• JOB 1
Copy these rows below word for word, starting with the row line containing "the helmet chin" and going on through the last line of the rows.

• PASSAGE

○ ○ ○ ○

Tuesday, November 7, 2017

What Are Your Atlanta Mayoral Candidates Reading?

If you live in the City of Atlanta, today is a big day!  You will choose your next Atlanta Mayor (or at least narrow down the pool of candidates) and we know that you put a lot of effort into researching the best choice for you and your families.

But have you thought about what books your candidates keep on their nightstands?  We have!  And in a last minute effort to help you make the most informed choice possible, we have compiled that list for your hear today.  We also asked our candidates to share the title of the book they were reading and why they might recommend this book and their thoughts about why the library is important to them.  
We hope you'll enjoy the list as much as we enjoyed collecting it.  As of press time (7 am on election day) these are the candidates that responded, in order by the Dewey Decimal code of each of their favorite books, of course.

Kwanza Hall
Last Book Read: 
Regarding books I’m reading: the Bible, The Legend of the Black Mecca: Politics and Class in the Making of Modern Atlanta and of course my internal polling because that’s a nonfiction epic in and of itself.
(interesting side note: The Bible has a Dewey call number.  it is a 220 number and includes all versions of the Bible and even the Bible as read by James Earl Jones!) 

Why are libraries important?
Libraries were a safe haven for me as a child. I would spend most of my afternoons and weekends at the Adams Park, Greenbriar, Downtown and other libraries. Libraries are critical to the communities they serve, especially for people that may not have access to the internet. I am committed to Atlanta Public Libraries and want to re-engage the community to make the library a place for people of all ages to congregate and learn together in the library of the future.

John Eaves:
Last book read: 
The Color of Law by Richard Rothstein (305.8009)

Why I loved this book: 
The Color of Law provides an in-depth analysis of how federal, state, and locals laws adopted in the early 20th century led to segregated neighborhoods in many cities across America - the effects of which are overtly apparent today. Atlanta is not exempt from this analysis. For example, the book explains how: 1) zoning ordinances and school placement policies in Atlanta have resulted in segregated schools and neighborhoods; 2) how federal lending laws prevent minority groups from obtaining loans and integrating certain communities; and 3) it further explains how such laws impacted the current wealth and racial demography of every urban city in the US.

○ ○ ○ ○

• EXERCISE DATA
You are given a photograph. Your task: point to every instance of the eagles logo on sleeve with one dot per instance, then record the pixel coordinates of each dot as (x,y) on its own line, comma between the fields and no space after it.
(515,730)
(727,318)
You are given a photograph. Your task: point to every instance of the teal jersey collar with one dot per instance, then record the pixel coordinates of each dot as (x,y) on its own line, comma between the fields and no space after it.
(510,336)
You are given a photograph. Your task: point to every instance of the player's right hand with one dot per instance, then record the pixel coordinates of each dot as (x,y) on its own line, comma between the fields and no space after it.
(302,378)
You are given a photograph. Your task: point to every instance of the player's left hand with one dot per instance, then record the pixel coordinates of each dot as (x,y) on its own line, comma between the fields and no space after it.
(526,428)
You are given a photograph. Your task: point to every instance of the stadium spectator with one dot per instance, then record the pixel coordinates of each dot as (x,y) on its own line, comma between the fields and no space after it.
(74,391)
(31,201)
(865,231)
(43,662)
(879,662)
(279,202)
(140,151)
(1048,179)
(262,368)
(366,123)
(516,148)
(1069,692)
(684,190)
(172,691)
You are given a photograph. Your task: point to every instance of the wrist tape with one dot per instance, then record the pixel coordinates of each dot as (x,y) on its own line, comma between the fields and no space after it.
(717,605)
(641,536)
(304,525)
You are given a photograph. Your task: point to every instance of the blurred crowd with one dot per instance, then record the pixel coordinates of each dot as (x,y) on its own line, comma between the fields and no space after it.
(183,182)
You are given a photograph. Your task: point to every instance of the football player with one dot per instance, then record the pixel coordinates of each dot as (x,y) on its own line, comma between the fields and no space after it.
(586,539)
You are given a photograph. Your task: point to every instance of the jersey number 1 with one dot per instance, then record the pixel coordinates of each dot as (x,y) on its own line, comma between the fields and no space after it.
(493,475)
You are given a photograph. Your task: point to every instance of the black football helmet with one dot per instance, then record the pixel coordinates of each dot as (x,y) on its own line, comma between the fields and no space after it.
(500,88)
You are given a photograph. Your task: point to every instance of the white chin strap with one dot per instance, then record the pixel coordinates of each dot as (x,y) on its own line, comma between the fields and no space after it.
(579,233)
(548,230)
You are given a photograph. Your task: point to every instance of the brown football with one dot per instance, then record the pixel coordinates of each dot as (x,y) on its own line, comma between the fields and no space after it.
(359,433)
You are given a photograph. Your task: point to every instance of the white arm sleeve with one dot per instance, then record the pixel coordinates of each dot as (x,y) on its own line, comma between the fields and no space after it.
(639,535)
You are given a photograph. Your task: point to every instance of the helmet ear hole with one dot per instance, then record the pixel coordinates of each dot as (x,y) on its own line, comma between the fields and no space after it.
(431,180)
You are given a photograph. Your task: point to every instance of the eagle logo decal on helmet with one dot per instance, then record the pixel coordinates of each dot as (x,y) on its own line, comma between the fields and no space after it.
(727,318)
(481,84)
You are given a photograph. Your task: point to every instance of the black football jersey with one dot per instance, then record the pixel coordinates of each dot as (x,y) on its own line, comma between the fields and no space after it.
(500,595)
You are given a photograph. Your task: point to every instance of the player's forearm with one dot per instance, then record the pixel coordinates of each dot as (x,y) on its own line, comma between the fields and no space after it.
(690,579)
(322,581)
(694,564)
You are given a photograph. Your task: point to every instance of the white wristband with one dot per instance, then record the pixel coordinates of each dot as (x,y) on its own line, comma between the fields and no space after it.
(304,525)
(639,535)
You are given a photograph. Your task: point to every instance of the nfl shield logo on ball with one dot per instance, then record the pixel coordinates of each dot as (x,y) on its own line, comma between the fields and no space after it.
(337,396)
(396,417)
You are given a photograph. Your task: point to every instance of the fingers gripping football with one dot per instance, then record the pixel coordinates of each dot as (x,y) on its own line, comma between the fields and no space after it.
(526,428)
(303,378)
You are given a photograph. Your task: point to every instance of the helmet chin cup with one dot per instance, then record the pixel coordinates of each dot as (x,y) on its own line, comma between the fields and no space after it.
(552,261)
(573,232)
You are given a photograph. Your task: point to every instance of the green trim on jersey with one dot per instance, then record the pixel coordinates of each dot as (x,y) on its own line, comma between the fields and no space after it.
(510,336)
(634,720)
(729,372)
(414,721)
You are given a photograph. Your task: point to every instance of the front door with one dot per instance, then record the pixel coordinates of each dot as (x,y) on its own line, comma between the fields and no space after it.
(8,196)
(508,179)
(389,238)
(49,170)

○ ○ ○ ○

• JOB 2
Repeat the passage from the post on the mayoral candidates' reading word for word, starting with "Why are libraries" and going on through "Richard Rothstein (305.8009)".

• EXERCISE ANSWER 1
You are given a photograph. Your task: point to every instance of the helmet chin cup with one dot per instance, then record the pixel coordinates of each dot as (x,y) on its own line, comma between the fields and no space after it.
(552,261)
(573,232)
You are given a photograph. Your task: point to every instance of the green trim on jersey with one dot per instance, then record the pixel coordinates of each dot as (x,y) on its own line, comma between the fields and no space after it.
(510,336)
(634,720)
(729,372)
(414,721)
You are given a photograph. Your task: point to every instance of the front door with one dot per instance, then record the pixel coordinates of each dot as (x,y) on its own line, comma between the fields and no space after it.
(8,196)
(508,179)
(389,238)
(49,170)

• EXERCISE ANSWER 2
Why are libraries important?
Libraries were a safe haven for me as a child. I would spend most of my afternoons and weekends at the Adams Park, Greenbriar, Downtown and other libraries. Libraries are critical to the communities they serve, especially for people that may not have access to the internet. I am committed to Atlanta Public Libraries and want to re-engage the community to make the library a place for people of all ages to congregate and learn together in the library of the future.

John Eaves:
Last book read: 
The Color of Law by Richard Rothstein (305.8009)